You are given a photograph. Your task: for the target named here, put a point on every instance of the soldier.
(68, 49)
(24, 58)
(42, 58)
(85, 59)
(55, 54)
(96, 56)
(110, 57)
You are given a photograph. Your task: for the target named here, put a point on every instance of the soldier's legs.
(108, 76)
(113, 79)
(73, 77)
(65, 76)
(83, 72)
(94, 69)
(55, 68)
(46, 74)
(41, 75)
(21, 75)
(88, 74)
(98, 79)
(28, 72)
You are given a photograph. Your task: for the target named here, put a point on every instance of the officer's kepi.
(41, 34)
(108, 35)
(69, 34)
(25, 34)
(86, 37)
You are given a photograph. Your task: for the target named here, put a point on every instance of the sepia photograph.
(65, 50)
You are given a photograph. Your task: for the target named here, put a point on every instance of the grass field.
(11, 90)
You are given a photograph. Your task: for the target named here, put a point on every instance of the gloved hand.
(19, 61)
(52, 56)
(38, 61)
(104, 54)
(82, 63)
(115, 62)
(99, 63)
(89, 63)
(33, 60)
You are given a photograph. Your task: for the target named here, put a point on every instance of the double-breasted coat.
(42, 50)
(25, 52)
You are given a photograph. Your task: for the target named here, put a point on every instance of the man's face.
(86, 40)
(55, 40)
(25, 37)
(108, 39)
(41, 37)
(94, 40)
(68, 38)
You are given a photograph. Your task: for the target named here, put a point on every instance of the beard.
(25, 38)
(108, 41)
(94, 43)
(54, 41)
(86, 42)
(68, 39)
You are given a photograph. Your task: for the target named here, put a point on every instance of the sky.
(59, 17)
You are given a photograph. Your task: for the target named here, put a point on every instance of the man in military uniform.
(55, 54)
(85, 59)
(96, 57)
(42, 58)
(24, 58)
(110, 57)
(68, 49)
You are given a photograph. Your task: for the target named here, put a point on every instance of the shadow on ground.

Exercise prompt
An exact repetition of all the entries is required.

Answer space
You are given a photograph. Your task: for the target named here, put a point on every instance of the soldier.
(68, 49)
(24, 58)
(42, 58)
(85, 59)
(55, 54)
(96, 56)
(110, 57)
You are given a photograph. Your task: for the target named here, put a point on every instance of the soldier's legs.
(108, 76)
(113, 79)
(73, 77)
(65, 76)
(83, 72)
(94, 69)
(55, 68)
(46, 74)
(41, 75)
(21, 75)
(88, 74)
(98, 79)
(28, 72)
You are given a photograph. Your task: for the target named here, put a point on every instance of the officer's kepi.
(41, 34)
(108, 35)
(69, 34)
(25, 34)
(86, 37)
You are given a photograph. Your task: for the target named here, put a point on every instance of the sepia photograph.
(65, 50)
You are given a photograph. Your task: for the target named here, put a point on every instance of the grass field.
(11, 90)
You are given a photograph. Your task: for the target named here, put a point on every instance of the gloved hand.
(19, 61)
(52, 56)
(38, 61)
(104, 54)
(82, 63)
(115, 62)
(99, 63)
(89, 63)
(33, 60)
You are given a photograph. Your task: for the target named here, put a point on every instance of the double-breasted coat.
(42, 50)
(25, 52)
You are given a photograph. Your task: for the target named here, put a point on every instance of the man's face.
(86, 40)
(55, 40)
(25, 37)
(108, 39)
(41, 37)
(94, 40)
(68, 38)
You are given a photograph. Your task: for the target named here, put a point on every instance of the beard.
(25, 38)
(108, 41)
(94, 43)
(54, 41)
(86, 42)
(68, 39)
You are given a photograph. Your task: for the target named here, put a point on every instance of the sky.
(59, 17)
You are given a photograph. Your task: for the target named here, put a point on every instance of the man in military uniform.
(55, 54)
(85, 59)
(96, 57)
(42, 58)
(24, 58)
(110, 57)
(68, 49)
You are given a photograph. Your task: for the target named here, put a point on every instance of the shadow on ground.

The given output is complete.